Jawablah pertanyaan berikut berdasarkan catatan perjalanan ke Kepulauan Mentawai.
(a) Berapa lama perjalanan laut sebelum kapal mendarat?
(b) Di pelabuhan mana kapal mendarat pada pagi itu?
(c) Apa yang membuat kapal tidak mampu menepi di Sibei?

▸ **SUMBER**
########################################
Berbaur tanpa ada rasa
canggung.
Setelah kurang lebih 25 jam mengarungi gelombang ombak
yang begitu menyenangkan. Kaki yang menapaki besi-besi tua. Tercampur
sistematik dengan para saudagar-saudagar pejuang keluarga untuk melepaskan
seluruh tenaga demi sesuap nasi dan tanggung jawab yang dipikulnya. Selain itu
para pemuda/i dari seberang pulau yang sejenak mencoba menelusuri jejak
perjuangan tanah bersejarah dan mengabdikan diri.
Pagi itu, mendarat di Pelabuhan Pokai, Kepulauan
Mentawai. Ramai tapi tak sesak. Para saudagar menurunkan hasil pengurasan
selama di pasar, di Pulau Sumatera untuk diedarkan di sekitar Pokai demi
menyambung hidup dan tersambungnya hidup para penghuni Pokai lainnya. Tak lama
pemandangan indah yang sejuk, kicau sang penghuni semak dan deburan ombak kecil
serta rintikan air yang menyatu menjadi nyanyian alam yang sudah biasa sepaket
member kesan teduh.
Hingga besi tua itu kembali melayarkan diri menuju
pelabuhan selanjutnya. Sibei, pada terik panas yang membakar, matahari sudah
bekerja keras menuju puncak, besi tua menghentikan langkahnya. Sibei (?), yang
jauh dari tepi. Besi tua ini tak mampu menepi karena sebongkah karang sedang
memperjuangkan hidupnya di sana. Besi tua ini mampu menghancurkan hidup mereka
jika ia berani mendekatinya, lalu akan membutuhkan waktu ratusan tahun untuk
dapat membangkitkan kembali sang karang pujaan, it’s a beautiful molecule.
Dua pelabuhan terlewati, besi tua menjadi senggang,
tapi masih ada beberapa makhluk Tuhan yang belum menemukan tempat singgahnya. “kami pelabuhan terakhir” katanya. Dalam besi tua itu, semua terasa akrab. Layaknya
saudara jauh yang memiliki ikatan. Segala umur, profesi, latar pendidikan,
agama, budaya, bahasa apapun itu tidak menjadi hal yang harus diperdebatkan.
########################################
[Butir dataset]
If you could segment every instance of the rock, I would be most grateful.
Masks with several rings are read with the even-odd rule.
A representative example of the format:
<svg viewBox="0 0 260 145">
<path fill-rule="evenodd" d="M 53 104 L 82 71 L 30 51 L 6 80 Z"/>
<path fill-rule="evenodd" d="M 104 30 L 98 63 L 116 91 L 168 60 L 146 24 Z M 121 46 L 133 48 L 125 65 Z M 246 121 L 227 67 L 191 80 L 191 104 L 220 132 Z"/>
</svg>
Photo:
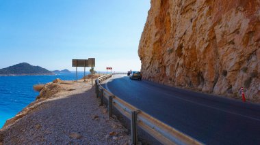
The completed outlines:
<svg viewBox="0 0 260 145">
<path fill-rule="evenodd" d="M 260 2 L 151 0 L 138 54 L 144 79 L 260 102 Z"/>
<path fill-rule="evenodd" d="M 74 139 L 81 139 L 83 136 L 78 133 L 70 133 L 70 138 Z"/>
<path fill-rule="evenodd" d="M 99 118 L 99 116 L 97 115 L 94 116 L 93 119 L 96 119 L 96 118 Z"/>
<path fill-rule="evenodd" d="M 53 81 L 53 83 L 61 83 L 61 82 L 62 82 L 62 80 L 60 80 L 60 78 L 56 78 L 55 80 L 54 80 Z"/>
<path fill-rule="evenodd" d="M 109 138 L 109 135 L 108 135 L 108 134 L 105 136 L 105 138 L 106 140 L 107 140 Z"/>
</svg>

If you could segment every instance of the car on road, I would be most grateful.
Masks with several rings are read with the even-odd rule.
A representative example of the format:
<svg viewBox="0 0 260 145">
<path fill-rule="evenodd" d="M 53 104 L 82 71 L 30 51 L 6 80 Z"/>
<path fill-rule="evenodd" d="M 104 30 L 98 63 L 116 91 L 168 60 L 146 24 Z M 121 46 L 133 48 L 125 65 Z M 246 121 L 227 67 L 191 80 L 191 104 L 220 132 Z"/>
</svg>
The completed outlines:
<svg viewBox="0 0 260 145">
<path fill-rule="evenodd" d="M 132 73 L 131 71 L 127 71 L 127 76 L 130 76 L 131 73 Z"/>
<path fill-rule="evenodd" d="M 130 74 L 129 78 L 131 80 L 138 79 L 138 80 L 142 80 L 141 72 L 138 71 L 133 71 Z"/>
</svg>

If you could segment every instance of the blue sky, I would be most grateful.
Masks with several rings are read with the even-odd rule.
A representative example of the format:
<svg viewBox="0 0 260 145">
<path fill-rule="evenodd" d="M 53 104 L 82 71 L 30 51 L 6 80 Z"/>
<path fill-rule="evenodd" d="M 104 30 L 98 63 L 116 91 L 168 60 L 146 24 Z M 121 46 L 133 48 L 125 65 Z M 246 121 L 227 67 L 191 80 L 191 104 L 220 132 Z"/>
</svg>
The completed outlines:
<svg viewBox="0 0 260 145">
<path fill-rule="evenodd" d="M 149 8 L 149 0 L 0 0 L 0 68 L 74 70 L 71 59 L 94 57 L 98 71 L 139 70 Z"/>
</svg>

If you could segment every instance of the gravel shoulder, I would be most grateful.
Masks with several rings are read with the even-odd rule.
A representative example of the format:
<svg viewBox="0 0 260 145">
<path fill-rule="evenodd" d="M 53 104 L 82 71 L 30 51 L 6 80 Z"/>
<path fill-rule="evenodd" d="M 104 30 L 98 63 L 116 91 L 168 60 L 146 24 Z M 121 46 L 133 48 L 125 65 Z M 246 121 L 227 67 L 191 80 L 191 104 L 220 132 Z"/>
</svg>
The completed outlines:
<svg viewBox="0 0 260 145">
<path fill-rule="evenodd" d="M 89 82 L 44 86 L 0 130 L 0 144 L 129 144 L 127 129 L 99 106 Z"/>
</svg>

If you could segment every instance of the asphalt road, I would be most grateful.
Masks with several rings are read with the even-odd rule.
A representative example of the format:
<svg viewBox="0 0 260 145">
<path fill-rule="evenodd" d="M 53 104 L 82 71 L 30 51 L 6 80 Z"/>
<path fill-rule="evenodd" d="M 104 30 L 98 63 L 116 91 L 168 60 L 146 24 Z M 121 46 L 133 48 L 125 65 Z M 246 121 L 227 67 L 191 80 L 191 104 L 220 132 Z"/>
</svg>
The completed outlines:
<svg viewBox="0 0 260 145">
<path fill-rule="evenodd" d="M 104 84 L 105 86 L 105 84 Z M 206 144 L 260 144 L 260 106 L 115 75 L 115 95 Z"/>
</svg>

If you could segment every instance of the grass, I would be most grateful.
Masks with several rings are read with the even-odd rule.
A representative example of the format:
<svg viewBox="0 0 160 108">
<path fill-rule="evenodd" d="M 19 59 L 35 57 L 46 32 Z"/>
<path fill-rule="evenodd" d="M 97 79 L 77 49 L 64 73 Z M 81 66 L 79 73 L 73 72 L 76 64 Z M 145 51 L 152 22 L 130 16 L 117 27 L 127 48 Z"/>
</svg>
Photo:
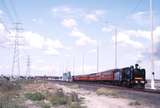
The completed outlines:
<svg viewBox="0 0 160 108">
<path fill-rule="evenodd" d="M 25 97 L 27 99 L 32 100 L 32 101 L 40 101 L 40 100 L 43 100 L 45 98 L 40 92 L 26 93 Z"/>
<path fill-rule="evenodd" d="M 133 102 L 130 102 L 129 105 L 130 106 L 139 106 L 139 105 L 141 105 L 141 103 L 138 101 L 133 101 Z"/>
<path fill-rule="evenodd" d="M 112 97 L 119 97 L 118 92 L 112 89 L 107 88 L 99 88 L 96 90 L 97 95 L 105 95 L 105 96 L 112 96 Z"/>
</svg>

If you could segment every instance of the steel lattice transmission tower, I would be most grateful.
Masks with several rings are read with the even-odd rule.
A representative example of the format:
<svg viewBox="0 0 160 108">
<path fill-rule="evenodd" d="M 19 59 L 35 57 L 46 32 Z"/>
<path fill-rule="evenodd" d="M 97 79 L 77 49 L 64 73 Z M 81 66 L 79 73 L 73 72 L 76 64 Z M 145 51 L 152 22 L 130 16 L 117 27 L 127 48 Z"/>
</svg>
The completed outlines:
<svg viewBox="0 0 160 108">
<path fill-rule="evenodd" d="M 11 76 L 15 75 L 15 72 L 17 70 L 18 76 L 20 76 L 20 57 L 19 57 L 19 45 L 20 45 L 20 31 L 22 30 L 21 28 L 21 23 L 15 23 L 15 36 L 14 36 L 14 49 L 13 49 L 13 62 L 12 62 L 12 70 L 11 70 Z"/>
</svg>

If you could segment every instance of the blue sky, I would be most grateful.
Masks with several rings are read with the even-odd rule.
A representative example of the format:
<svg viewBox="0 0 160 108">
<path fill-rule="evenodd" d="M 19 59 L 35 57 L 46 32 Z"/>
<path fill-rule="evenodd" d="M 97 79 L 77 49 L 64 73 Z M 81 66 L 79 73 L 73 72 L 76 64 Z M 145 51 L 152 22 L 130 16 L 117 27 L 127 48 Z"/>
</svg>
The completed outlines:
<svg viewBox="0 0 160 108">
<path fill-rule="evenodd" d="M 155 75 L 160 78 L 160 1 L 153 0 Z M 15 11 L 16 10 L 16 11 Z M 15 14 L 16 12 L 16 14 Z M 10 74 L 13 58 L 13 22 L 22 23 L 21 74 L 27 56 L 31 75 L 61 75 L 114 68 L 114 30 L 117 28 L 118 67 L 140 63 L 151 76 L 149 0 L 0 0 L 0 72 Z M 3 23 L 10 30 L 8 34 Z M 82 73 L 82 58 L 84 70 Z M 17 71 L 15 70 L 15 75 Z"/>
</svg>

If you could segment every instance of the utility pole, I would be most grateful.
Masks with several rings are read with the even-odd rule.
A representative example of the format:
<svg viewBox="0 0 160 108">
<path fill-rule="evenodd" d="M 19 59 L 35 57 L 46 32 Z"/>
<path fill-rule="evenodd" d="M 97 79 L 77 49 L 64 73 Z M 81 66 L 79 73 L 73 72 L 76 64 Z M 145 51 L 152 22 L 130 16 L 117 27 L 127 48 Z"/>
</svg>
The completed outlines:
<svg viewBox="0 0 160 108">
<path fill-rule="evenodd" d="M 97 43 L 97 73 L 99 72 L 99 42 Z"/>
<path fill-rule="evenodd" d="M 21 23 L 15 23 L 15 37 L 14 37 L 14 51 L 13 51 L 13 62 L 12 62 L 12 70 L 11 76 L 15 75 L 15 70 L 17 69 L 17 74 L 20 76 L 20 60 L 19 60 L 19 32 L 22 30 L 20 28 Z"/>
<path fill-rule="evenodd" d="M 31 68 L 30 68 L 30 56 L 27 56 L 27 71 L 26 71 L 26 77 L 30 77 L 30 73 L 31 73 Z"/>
########################################
▸ **HASIL**
(a) Kurang lebih 25 jam.
(b) Di Pelabuhan Pokai, Kepulauan Mentawai.
(c) Sebongkah karang yang berada di sana.